» LAVORO RICHIESTO
[A] Riscrivi in forma più breve il paragrafo del brano che inizia con «La sorte di Maqbula», conservandone i fatti principali.
[B] Indica, per favore, dove e quando si è svolta la recente assemblea mondiale dell'OMS di cui parla il brano.

» BRANO RIPORTATO
%%
di eccellenza nella ricerca clinica di nuove terapie contro la leishmaniosi –
i bambini riempiono il reparto.
La
sanità pubblica
La
sorte di Maqbula, e di milioni di pazienti semplicemente ignorati dalla logica
di profitto che avvolge senza ritegno il modo in cui viene condotta la ricerca
scientifica, è uno dei temi altrettanto roventi alla recente assemblea mondiale
dell’OMS (Organizzazione Mondiale della Sanità), svolta lo scorso mese di
maggio a Ginevra. Sono due controverse iniziative su proprietà intellettuale e
salute pubblica, e su alcune proposte alternative all’attuale sistema
brevettuale per produrre innovazione, a tenere banco. Un recente e contestato
rapporto della Commissione dell’OMS su “proprietà intellettuale,
innovazione e salute pubblica” ha diagnosticato le scabrose inefficienze
dell’attuale regime dell’innovazione scientifica, imperniato com’è su
incentivi di natura puramente commerciale. In particolare, l’accordo sulla
proprietà intellettuale (Trips) non ha prodotto alcun beneficio per i pazienti
nei Paesi in via di sviluppo. Il regime di prezzi imposto dal monopolio dei
Trips rappresenta un ostacolo strutturale all’accesso ai farmaci per malattie
globali, mentre la globalizzazione dei brevetti come strumento necessario per
pagare il costo della ricerca medica sta riducendo pericolosamente il futuro
approvvigionamento di farmaci generici. Che senso ha l’innovazione, se le
persone che ne hanno bisogno non possono avvalersene? E che senso ha questa
ricerca, quando l’obesità e l’impotenza prevalgono come priorità mediche
sulla ricerca contro l’aids, la tubercolosi e la malaria, che ogni anno
seminano milioni di vittime? Chi definisce i bisogni reali della gente? Come
porre rimedio alla patologia strutturale di un sistema che scontenta
progressivamente anche i pazienti dei paesi ricchi, costretti a pagare prezzi
sempre più esorbitanti per farmaci sempre meno innovativi sotto il profilo
terapeutico?
%%
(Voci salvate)
%%
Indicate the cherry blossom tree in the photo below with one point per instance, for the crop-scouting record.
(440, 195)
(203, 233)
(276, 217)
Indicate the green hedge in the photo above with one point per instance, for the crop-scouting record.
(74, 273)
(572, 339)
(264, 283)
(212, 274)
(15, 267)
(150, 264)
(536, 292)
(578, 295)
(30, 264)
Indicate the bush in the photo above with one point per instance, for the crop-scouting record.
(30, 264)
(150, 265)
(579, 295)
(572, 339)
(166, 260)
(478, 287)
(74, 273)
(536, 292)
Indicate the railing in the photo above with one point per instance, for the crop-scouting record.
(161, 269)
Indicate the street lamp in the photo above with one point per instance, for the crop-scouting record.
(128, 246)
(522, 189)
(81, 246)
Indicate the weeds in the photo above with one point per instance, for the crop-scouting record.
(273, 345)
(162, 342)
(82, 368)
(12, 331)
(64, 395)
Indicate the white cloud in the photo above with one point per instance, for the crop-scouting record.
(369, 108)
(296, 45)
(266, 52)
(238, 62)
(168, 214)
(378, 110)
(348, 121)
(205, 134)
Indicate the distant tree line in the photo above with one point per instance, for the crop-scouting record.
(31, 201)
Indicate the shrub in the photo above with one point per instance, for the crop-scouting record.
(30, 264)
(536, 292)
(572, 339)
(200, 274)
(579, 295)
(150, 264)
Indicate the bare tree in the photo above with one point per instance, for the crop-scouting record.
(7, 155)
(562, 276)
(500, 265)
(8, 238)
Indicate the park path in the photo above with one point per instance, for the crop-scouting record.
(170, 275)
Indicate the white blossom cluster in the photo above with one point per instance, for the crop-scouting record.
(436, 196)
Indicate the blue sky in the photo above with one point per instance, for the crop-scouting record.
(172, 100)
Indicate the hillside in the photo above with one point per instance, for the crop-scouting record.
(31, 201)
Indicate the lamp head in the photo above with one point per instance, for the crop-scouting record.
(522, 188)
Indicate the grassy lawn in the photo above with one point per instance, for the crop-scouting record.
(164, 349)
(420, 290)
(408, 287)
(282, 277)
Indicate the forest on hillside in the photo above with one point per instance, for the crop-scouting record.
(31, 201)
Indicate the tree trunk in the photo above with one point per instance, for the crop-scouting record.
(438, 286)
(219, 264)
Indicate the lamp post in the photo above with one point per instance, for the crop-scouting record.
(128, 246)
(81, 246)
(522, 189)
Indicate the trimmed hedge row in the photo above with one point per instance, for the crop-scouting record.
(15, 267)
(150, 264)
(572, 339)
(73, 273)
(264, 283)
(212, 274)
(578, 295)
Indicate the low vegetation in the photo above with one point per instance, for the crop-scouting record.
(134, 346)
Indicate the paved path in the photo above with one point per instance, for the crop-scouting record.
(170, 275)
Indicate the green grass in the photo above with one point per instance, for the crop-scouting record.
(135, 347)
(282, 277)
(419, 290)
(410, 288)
%%
%%
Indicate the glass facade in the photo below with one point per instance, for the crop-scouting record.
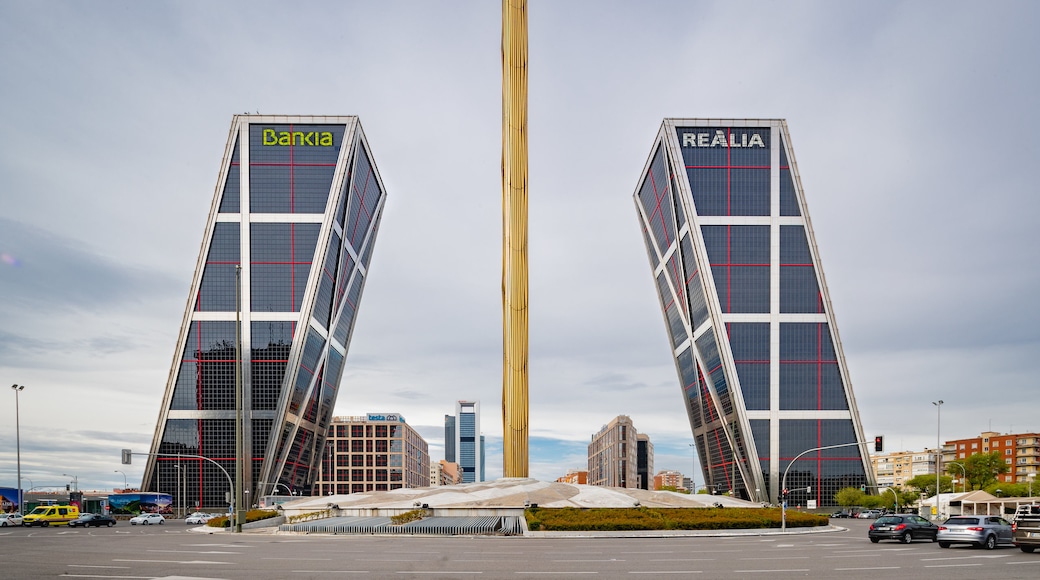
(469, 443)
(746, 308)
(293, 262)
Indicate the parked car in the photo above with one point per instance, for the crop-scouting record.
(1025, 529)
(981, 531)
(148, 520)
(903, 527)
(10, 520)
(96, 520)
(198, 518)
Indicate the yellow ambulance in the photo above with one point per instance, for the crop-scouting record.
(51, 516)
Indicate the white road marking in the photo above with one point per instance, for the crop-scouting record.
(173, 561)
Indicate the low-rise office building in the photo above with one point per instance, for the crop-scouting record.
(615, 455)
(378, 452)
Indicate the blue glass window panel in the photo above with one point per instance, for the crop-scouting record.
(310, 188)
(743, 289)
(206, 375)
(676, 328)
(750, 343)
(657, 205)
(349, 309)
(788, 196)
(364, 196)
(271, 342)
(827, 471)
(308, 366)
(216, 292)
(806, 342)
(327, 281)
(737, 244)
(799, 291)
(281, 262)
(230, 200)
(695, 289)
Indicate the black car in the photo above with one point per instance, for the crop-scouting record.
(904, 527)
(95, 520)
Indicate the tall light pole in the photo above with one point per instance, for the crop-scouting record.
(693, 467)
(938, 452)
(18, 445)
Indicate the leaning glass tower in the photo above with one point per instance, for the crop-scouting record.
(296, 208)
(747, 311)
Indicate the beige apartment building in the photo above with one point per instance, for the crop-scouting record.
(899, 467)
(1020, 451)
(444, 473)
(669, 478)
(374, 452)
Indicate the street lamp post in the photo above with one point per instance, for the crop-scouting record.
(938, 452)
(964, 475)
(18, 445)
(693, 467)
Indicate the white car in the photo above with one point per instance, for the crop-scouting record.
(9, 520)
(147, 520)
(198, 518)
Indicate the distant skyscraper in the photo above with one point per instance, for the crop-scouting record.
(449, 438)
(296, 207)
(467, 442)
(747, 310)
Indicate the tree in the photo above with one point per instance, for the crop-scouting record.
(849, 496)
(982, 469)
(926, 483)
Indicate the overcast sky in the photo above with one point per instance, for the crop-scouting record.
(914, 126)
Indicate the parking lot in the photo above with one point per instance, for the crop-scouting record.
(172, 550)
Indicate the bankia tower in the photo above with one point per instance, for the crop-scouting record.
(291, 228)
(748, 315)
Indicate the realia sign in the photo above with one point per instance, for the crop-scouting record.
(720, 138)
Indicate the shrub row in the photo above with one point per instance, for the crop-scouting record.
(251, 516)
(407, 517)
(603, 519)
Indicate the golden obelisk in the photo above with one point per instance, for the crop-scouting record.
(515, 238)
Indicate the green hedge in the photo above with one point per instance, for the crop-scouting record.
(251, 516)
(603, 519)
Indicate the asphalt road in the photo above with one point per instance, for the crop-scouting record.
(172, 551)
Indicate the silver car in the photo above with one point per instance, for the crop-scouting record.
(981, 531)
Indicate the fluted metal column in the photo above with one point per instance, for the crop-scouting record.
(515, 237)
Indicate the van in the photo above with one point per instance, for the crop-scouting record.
%%
%%
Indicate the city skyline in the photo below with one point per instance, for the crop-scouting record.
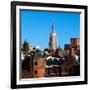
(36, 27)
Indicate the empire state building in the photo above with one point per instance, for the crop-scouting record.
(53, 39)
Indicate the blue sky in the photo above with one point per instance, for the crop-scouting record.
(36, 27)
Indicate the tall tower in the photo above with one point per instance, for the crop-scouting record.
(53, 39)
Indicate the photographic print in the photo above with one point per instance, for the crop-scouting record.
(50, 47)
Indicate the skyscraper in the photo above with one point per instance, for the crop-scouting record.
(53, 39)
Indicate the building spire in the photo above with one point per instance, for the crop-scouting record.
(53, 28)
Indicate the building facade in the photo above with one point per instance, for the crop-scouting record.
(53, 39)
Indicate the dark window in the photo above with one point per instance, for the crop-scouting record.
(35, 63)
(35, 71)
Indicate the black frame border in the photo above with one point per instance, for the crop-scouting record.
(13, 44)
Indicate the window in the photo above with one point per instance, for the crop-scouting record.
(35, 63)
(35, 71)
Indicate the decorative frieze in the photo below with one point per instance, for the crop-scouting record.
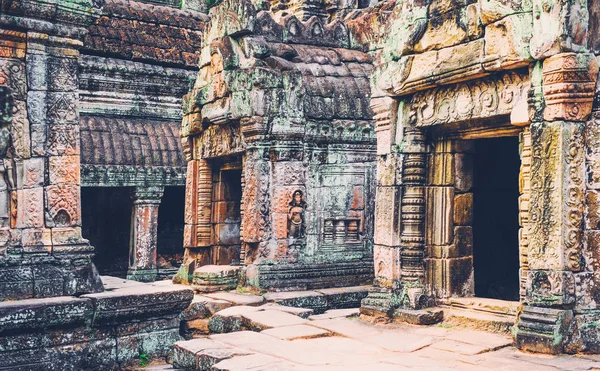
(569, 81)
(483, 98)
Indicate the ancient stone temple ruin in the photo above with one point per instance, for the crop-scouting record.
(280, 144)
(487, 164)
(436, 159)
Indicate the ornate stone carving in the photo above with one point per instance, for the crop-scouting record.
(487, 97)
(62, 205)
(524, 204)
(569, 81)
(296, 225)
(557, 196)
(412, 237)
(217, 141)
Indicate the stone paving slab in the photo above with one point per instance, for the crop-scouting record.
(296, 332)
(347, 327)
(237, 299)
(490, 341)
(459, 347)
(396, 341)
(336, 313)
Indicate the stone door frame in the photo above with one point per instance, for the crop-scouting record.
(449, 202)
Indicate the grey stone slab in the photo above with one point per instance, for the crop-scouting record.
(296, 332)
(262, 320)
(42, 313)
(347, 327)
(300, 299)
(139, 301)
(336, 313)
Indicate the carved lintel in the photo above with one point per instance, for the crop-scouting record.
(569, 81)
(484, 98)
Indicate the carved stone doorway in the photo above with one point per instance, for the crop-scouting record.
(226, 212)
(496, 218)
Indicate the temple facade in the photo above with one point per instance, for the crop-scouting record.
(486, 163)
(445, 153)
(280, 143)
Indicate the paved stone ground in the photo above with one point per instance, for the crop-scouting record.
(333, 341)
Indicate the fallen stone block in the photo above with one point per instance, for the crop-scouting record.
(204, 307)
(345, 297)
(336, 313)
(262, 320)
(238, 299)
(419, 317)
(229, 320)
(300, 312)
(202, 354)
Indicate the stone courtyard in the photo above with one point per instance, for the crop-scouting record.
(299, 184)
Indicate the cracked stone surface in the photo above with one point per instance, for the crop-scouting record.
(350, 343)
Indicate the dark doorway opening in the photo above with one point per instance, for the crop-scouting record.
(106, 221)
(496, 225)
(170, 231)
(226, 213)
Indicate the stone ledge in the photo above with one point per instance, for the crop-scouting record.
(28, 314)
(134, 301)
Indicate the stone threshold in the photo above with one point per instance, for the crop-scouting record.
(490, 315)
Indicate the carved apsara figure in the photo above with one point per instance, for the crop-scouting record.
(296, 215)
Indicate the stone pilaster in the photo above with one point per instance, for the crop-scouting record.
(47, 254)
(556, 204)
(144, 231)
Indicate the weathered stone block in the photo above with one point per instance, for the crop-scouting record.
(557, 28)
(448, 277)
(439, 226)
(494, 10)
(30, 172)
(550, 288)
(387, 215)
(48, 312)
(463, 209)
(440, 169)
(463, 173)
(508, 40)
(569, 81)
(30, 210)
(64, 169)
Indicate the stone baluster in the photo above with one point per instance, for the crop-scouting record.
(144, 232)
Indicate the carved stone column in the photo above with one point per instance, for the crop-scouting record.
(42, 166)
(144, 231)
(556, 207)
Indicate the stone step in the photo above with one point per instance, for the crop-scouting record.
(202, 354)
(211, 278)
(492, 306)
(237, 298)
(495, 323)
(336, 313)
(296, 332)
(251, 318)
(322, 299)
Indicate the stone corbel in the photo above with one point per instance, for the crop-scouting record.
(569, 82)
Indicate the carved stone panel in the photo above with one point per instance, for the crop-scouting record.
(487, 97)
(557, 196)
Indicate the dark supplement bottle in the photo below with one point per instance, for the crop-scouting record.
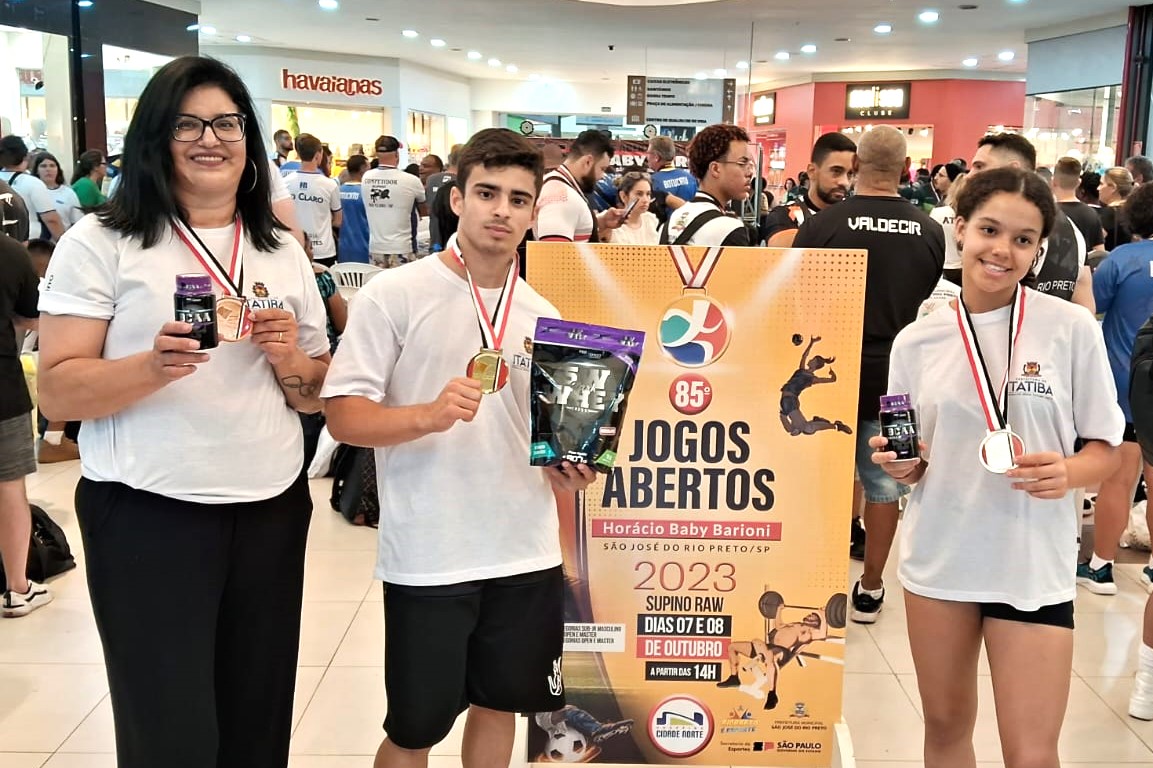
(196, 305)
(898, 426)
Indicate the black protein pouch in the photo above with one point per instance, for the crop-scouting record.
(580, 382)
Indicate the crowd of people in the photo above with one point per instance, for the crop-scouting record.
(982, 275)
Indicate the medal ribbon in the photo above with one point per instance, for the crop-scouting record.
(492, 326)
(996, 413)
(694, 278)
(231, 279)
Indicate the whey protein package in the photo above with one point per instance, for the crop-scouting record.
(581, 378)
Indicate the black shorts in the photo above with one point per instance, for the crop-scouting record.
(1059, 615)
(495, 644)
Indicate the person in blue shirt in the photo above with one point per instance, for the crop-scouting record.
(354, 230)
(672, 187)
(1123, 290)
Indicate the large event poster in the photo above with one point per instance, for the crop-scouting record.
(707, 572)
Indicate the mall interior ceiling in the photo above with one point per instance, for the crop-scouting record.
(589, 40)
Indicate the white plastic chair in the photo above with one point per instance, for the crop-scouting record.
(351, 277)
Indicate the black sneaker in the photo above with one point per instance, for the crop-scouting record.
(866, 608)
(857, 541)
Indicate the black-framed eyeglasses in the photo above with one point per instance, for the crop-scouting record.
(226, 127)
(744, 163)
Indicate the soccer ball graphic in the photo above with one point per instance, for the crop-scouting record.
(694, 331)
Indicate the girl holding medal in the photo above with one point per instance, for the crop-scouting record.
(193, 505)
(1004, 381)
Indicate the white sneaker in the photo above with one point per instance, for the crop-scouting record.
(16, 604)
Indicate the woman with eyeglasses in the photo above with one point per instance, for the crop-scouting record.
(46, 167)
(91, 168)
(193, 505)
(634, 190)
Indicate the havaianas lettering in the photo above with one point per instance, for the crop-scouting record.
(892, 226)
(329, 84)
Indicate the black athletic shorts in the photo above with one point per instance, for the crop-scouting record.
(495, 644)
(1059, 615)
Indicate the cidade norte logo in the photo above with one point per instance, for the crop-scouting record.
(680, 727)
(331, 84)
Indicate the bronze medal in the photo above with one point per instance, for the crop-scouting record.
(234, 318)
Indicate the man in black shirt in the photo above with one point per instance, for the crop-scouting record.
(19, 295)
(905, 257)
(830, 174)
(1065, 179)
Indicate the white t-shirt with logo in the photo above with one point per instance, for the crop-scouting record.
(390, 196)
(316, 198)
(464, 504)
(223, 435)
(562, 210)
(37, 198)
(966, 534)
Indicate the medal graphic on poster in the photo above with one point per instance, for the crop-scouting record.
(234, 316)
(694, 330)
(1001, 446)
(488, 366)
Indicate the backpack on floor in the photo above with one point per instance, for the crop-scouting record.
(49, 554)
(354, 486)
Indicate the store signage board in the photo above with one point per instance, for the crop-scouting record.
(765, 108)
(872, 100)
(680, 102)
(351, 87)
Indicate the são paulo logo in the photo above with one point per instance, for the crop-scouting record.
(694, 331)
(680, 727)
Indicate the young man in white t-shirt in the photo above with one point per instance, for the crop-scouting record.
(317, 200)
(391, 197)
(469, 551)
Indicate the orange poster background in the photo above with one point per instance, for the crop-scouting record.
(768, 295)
%%
» RISPOSTE ALL'ESERCIZIO
[A] La sorte di Maqbula e di milioni di pazienti ignorati dalla logica del profitto che guida la ricerca scientifica è stata un tema rovente dell'assemblea mondiale dell'OMS, tenuta lo scorso maggio a Ginevra. Al centro del dibattito c'erano due iniziative controverse su proprietà intellettuale e salute pubblica, oltre ad alcune proposte alternative all'attuale sistema dei brevetti. Un recente e contestato rapporto della Commissione dell'OMS ha denunciato le inefficienze di un regime dell'innovazione basato su incentivi puramente commerciali. L'accordo Trips non ha portato benefici ai pazienti dei Paesi in via di sviluppo. I suoi prezzi di monopolio ostacolano l'accesso ai farmaci per le malattie globali, mentre la globalizzazione dei brevetti riduce la futura disponibilità di farmaci generici. Il paragrafo si chiede che senso abbia un'innovazione inaccessibile a chi ne ha bisogno. Si chiede anche perché obesità e impotenza abbiano la precedenza su aids, tubercolosi e malaria, chi definisca i bisogni reali della gente e come rimediare a un sistema che scontenta anche i pazienti dei paesi ricchi, costretti a pagare prezzi sempre più alti per farmaci sempre meno innovativi.

[B] A Ginevra, lo scorso mese di maggio.